GIVEN INSTRUCTION 1 -> Decide whether each statement agrees with the Canadian dollar report, answering yes or no and quoting the deciding words of the report: (a) For the week, the loonie was on track for a 0.1% gain. (b) Canadian bond yields rose across a steeper curve. (c) Tiff Macklem was formerly a senior deputy at the Bank of Canada.
GIVEN INSTRUCTION 2 -> Echo the part of the Canadian dollar report that opens with the words containing "cents. The currency, which" and closes with "a green economy.".

PASSAGE GIVEN ->
________

May 1, 2020 / 4:10 PM / a month ago

CORRECTED-CANADA FX DEBT-Canadian dollar gives back most of weekly rally as stocks slide

 (Removes incorrect trading range for the currency)
    * Canadian dollar falls 1% against the greenback
    * For the week, the loonie gains 0.1%
    * Price of U.S. oil rises 0.2%
    * Canadian bond yields dip across a flatter curve

    By Fergal Smith
    TORONTO, May 1 (Reuters) - The Canadian dollar weakened
against its U.S. counterpart on Friday as stock markets fell and
investors assessed the incoming Bank of Canada governor's stance
on negative interest rates, with the loonie giving back almost
all of this week's rally.
    At 11:46 a.m. (1546 GMT), the Canadian dollar          was
trading 1% lower at 1.4082 to the greenback, or 71.01 U.S.
cents. The currency, which traded in a range of 1.3936 to
1.4103, was on track to rise 0.1% for the week.     
    Canada named Tiff Macklem, a former senior deputy at the
Bank of Canada, as its next central bank governor. He brings
familiarity to the job as well as an interest in the transition
to a green economy.

________

SUPPLIED MATERIAL ->
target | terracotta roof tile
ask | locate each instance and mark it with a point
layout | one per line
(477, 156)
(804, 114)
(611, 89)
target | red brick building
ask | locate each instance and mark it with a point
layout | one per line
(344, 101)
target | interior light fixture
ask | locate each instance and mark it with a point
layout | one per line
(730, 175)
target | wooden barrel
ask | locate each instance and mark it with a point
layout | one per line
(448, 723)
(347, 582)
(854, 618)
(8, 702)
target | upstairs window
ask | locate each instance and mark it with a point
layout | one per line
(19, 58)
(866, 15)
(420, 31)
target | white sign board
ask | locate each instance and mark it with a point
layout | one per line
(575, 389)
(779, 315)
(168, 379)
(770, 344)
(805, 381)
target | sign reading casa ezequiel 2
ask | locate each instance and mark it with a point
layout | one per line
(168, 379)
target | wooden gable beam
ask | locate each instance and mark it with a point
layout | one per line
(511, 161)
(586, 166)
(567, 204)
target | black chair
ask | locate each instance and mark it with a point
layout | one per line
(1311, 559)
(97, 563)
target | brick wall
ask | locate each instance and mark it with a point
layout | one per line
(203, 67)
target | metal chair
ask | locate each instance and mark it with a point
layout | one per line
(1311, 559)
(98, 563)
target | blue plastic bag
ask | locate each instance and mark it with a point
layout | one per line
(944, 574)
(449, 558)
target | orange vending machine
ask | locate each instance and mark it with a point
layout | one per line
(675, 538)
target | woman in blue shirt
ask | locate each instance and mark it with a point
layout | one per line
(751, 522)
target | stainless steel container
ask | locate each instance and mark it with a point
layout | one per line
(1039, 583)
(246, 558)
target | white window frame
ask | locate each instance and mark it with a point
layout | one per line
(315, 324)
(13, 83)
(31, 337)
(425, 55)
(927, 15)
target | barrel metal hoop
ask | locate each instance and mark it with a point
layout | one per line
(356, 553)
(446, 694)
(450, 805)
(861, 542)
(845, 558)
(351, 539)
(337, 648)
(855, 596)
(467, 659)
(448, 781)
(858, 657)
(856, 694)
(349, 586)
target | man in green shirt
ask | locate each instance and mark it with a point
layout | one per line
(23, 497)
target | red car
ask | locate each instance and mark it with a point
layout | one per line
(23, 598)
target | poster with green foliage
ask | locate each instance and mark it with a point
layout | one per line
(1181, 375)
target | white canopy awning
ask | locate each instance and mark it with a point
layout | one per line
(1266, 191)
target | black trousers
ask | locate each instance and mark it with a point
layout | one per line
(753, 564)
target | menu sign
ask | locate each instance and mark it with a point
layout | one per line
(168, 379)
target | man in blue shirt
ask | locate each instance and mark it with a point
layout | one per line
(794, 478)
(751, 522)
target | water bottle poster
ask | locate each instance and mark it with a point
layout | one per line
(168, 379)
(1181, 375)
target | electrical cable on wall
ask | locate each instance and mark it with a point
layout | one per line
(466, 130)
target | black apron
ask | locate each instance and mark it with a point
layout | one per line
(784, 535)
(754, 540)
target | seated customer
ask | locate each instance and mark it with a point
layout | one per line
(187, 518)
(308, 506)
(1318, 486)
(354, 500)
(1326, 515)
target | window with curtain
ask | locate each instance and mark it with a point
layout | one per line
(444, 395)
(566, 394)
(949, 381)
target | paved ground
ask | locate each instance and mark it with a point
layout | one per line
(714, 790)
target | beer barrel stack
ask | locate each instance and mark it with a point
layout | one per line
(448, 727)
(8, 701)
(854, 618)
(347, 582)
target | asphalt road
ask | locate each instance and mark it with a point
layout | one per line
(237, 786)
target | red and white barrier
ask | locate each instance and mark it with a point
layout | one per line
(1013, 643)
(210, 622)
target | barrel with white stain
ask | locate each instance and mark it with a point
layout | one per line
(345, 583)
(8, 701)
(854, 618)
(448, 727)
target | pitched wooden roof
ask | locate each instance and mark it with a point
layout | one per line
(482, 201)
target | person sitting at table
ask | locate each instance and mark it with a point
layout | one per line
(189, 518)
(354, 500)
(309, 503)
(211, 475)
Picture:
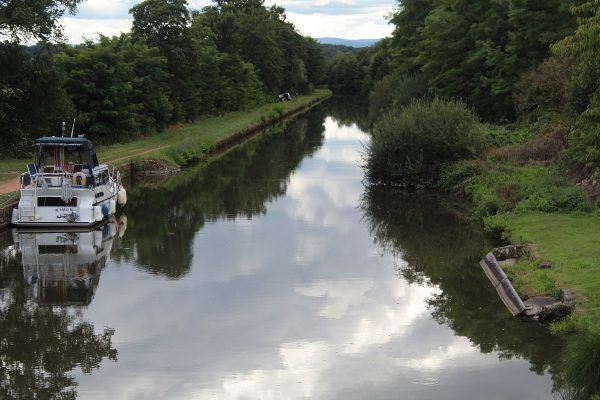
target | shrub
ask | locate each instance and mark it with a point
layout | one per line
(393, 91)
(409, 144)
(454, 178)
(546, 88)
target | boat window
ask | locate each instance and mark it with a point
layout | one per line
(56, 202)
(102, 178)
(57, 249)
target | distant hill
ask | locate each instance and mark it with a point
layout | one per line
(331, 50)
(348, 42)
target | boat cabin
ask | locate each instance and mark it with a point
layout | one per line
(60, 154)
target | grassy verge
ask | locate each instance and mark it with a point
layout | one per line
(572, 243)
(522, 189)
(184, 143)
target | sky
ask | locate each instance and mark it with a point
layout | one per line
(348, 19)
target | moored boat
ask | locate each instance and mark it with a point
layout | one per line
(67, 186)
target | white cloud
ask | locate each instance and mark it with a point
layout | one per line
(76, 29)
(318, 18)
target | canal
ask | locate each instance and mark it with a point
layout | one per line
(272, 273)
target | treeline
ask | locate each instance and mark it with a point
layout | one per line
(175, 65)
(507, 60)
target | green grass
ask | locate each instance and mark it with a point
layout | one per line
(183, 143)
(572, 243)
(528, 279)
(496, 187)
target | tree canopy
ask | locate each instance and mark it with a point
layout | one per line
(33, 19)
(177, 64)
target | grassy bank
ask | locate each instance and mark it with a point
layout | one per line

________

ANSWER 1 ->
(a) Yes: "was on track to rise 0.1% for the week"
(b) No: "Canadian bond yields dip across a flatter curve"
(c) Yes: "a former senior deputy at the Bank of Canada"

ANSWER 2 ->
cents. The currency, which traded in a range of 1.3936 to
1.4103, was on track to rise 0.1% for the week.     
    Canada named Tiff Macklem, a former senior deputy at the
Bank of Canada, as its next central bank governor. He brings
familiarity to the job as well as an interest in the transition
to a green economy.